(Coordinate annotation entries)
** Begin **

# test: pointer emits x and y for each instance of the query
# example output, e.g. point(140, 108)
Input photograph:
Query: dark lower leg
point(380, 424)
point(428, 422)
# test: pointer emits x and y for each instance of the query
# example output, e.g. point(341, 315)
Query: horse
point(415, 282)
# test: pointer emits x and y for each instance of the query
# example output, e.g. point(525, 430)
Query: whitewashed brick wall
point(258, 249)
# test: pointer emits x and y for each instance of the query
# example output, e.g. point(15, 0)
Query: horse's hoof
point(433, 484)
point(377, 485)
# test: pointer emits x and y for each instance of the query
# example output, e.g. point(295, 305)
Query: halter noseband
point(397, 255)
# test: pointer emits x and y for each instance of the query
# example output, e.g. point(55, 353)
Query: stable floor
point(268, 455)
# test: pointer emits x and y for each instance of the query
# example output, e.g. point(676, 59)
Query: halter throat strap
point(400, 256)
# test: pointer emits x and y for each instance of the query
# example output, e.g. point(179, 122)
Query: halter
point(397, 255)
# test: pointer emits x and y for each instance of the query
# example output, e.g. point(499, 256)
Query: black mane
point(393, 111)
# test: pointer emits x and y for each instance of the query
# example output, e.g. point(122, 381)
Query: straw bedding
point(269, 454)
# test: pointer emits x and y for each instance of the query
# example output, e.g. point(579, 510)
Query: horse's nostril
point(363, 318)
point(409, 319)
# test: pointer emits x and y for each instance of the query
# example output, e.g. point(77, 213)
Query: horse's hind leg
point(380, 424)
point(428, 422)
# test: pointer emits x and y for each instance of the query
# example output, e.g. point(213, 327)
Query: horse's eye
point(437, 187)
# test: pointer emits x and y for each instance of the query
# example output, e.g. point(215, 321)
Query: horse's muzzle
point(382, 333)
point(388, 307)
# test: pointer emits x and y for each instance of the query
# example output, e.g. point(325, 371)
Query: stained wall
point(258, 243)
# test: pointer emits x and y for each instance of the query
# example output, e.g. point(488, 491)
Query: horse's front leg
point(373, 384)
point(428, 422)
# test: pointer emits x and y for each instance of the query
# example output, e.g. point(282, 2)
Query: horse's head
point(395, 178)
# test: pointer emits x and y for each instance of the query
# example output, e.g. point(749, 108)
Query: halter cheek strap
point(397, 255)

** End **

(TASK TO CARRY OUT)
Please change each "halter" in the rows above to "headcollar", then write out all the rows again with nothing else altered.

(PROBLEM SOLUTION)
# test: pointer emits x and y for each instance of the query
# example output, e.g. point(140, 108)
Input photograph:
Query: dark lower leg
point(380, 424)
point(428, 422)
# test: pointer emits x and y for each instance of the query
# example output, e.g. point(341, 315)
Query: horse
point(415, 282)
# test: pointer emits x and y for each instance of the query
# example output, e.g. point(525, 430)
Query: whitewashed brick wall
point(258, 249)
# test: pointer emits x and y for each instance of the query
# example output, e.g. point(15, 0)
Query: horse's hoof
point(433, 484)
point(377, 485)
# test: pointer emits x and y for each instance of the query
# example output, e.g. point(295, 305)
Query: headcollar noseband
point(397, 255)
# test: pointer emits x and y for each instance of the query
# example output, e.g. point(55, 353)
Query: stable floor
point(268, 455)
# test: pointer emits x and y for each instance of the query
# example output, e.g. point(676, 59)
Query: headcollar throat strap
point(400, 256)
# test: pointer emits x and y for each instance of the query
# example output, e.g. point(179, 122)
Query: headcollar
point(397, 255)
# test: pointer emits x and y for each instance of the query
# example output, e.g. point(499, 256)
Query: black mane
point(393, 111)
# test: pointer emits x and y for each instance of the query
# example output, e.g. point(122, 381)
Query: straw bedding
point(269, 454)
# test: pointer emits x and y for each instance of the query
# example output, e.g. point(579, 510)
Query: horse's nostril
point(363, 318)
point(409, 319)
# test: pointer emits x and y for each instance of the query
# example output, e.g. point(77, 213)
Query: horse's hind leg
point(380, 424)
point(428, 422)
# test: pointer emits x and y for each instance of the query
# example output, e.g. point(213, 327)
Query: horse's eye
point(437, 187)
# test: pointer emits x and y for each instance of the query
# example output, e.g. point(215, 321)
Query: horse's muzzle
point(382, 333)
point(388, 307)
# test: pointer emits x and y for each instance of the query
# example output, e.g. point(325, 371)
Query: stained wall
point(258, 243)
# test: pointer emits x and y for each instance of the query
# example output, e.g. point(488, 491)
Query: horse's front leg
point(373, 384)
point(428, 422)
# test: pointer emits x and y for each instance of the query
# example output, e.g. point(282, 2)
Query: horse's head
point(395, 178)
# test: pointer emits x and y for each instance of the query
# example output, e.g. point(749, 108)
Query: headcollar cheek strap
point(397, 255)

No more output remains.